What is needed
Identify each line below that contains the string "spire" and copy those lines.

Input
☆ ☆ ☆ ☆ ☆
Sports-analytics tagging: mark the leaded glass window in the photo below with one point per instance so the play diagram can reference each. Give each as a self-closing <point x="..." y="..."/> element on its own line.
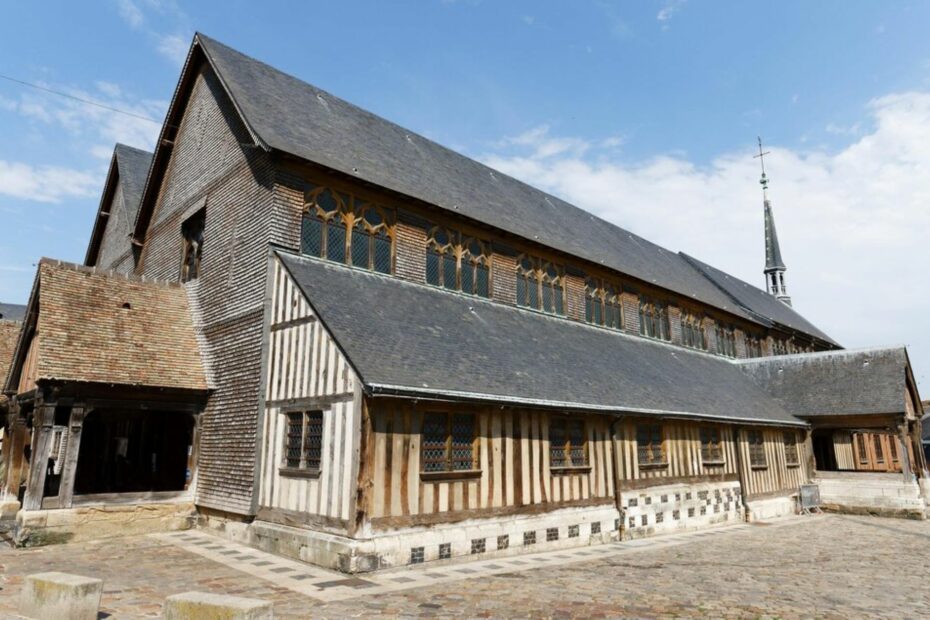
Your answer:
<point x="303" y="440"/>
<point x="448" y="442"/>
<point x="726" y="340"/>
<point x="692" y="332"/>
<point x="345" y="229"/>
<point x="540" y="285"/>
<point x="756" y="449"/>
<point x="567" y="446"/>
<point x="711" y="446"/>
<point x="791" y="448"/>
<point x="650" y="445"/>
<point x="653" y="319"/>
<point x="879" y="453"/>
<point x="603" y="305"/>
<point x="458" y="263"/>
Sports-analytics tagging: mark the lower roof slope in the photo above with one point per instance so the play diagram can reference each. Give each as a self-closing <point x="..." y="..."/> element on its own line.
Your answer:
<point x="412" y="339"/>
<point x="760" y="304"/>
<point x="97" y="327"/>
<point x="846" y="382"/>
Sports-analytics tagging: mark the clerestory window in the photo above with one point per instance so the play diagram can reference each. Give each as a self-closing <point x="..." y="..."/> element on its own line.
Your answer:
<point x="345" y="229"/>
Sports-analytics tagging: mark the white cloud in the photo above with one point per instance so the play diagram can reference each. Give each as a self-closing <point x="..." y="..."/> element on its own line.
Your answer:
<point x="101" y="127"/>
<point x="46" y="183"/>
<point x="173" y="47"/>
<point x="131" y="13"/>
<point x="668" y="11"/>
<point x="853" y="224"/>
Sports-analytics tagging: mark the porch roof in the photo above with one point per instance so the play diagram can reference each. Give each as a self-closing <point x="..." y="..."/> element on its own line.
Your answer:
<point x="850" y="382"/>
<point x="90" y="326"/>
<point x="416" y="340"/>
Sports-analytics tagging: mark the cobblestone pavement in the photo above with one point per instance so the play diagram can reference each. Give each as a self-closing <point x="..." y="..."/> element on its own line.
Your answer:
<point x="829" y="567"/>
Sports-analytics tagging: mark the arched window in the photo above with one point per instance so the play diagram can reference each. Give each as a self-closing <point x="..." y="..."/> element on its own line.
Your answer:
<point x="603" y="305"/>
<point x="458" y="263"/>
<point x="653" y="319"/>
<point x="692" y="332"/>
<point x="328" y="217"/>
<point x="539" y="285"/>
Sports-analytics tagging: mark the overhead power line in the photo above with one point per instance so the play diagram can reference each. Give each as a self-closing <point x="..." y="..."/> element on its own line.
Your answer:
<point x="82" y="100"/>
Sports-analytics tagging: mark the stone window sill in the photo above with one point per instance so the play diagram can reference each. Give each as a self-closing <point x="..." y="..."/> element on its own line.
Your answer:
<point x="292" y="472"/>
<point x="438" y="476"/>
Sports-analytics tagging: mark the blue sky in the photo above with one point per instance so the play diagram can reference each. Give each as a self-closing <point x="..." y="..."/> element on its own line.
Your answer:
<point x="645" y="113"/>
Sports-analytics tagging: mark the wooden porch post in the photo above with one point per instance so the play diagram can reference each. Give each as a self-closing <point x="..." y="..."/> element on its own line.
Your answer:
<point x="43" y="421"/>
<point x="75" y="426"/>
<point x="903" y="452"/>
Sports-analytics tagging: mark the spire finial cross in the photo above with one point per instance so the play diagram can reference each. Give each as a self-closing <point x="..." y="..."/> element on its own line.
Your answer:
<point x="761" y="157"/>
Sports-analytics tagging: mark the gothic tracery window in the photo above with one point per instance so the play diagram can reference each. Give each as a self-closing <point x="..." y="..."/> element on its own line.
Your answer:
<point x="726" y="340"/>
<point x="458" y="263"/>
<point x="692" y="332"/>
<point x="540" y="285"/>
<point x="603" y="305"/>
<point x="653" y="319"/>
<point x="342" y="228"/>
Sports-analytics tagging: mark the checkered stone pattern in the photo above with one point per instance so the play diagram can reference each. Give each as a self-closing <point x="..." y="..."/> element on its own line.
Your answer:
<point x="680" y="507"/>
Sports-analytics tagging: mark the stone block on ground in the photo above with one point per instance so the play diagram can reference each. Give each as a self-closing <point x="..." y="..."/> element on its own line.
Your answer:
<point x="207" y="606"/>
<point x="60" y="596"/>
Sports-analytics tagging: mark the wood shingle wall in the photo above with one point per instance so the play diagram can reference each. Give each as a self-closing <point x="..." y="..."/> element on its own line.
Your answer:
<point x="306" y="371"/>
<point x="210" y="169"/>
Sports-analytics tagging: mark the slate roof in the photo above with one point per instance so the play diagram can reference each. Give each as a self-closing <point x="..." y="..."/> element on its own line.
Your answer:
<point x="764" y="308"/>
<point x="98" y="327"/>
<point x="129" y="169"/>
<point x="861" y="381"/>
<point x="414" y="339"/>
<point x="12" y="312"/>
<point x="9" y="334"/>
<point x="288" y="115"/>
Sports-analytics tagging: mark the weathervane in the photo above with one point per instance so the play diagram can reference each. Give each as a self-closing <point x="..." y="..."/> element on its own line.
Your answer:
<point x="761" y="157"/>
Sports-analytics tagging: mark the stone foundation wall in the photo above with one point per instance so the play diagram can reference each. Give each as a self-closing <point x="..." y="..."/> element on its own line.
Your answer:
<point x="479" y="538"/>
<point x="680" y="507"/>
<point x="880" y="494"/>
<point x="42" y="527"/>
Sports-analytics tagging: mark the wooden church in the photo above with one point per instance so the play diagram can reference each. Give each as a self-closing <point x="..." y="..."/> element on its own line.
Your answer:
<point x="312" y="330"/>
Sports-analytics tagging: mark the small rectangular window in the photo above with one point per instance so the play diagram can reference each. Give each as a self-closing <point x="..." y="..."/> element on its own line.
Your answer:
<point x="711" y="446"/>
<point x="448" y="442"/>
<point x="567" y="446"/>
<point x="791" y="449"/>
<point x="192" y="234"/>
<point x="650" y="445"/>
<point x="303" y="441"/>
<point x="756" y="449"/>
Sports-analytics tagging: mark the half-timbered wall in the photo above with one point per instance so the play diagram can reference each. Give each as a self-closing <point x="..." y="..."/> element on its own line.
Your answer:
<point x="513" y="456"/>
<point x="682" y="446"/>
<point x="307" y="372"/>
<point x="776" y="477"/>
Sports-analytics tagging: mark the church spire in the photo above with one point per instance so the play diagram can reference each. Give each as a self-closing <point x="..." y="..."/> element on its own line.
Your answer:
<point x="774" y="265"/>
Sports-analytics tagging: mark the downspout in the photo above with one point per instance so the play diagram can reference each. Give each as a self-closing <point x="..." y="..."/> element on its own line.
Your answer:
<point x="742" y="473"/>
<point x="615" y="470"/>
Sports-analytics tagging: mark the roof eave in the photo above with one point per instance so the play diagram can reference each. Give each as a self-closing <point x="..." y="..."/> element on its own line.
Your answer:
<point x="382" y="389"/>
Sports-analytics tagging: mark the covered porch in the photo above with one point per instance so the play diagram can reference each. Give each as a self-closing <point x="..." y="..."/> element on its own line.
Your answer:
<point x="106" y="390"/>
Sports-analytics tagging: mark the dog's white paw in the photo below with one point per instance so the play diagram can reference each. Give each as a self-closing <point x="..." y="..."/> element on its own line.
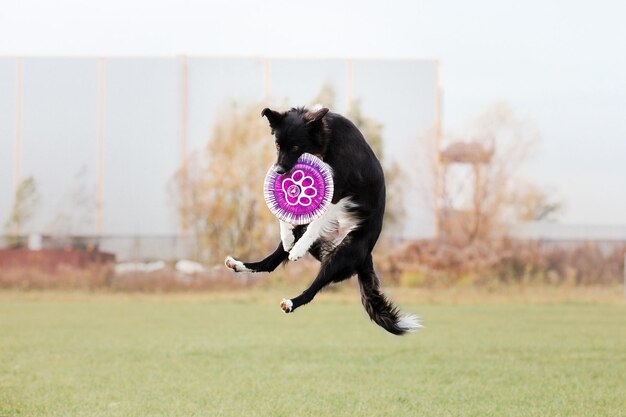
☆ ☆ ☆ ☆ ☆
Response for this exercise
Sports-analytics tagging: mark the spire finial cross in the photo above with one point per instance so the play diagram can reference each. Give each as a self-closing <point x="..." y="..."/> element on its own line.
Sports-analytics tagging: mark the church spire in the photo above with one point per instance so the play diagram can reference each. Give each as a self-closing <point x="..." y="..."/> element on its own line.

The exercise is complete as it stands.